----- AVAILABLE DATA -----
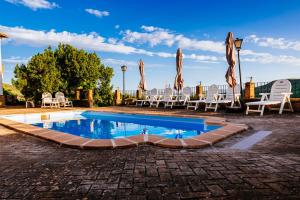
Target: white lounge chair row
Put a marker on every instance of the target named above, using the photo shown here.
(279, 95)
(168, 98)
(58, 101)
(214, 99)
-----
→ WHAT TO WORK ON:
From the line containing "Put a marker" down to the final line of the data, write out every line exactly; both the first and last of these belong in your answer, and nothing else does.

→ ANSWER BOX:
Put a marker on every instance of the target named above, using the photo shown here.
(279, 95)
(168, 98)
(58, 101)
(214, 99)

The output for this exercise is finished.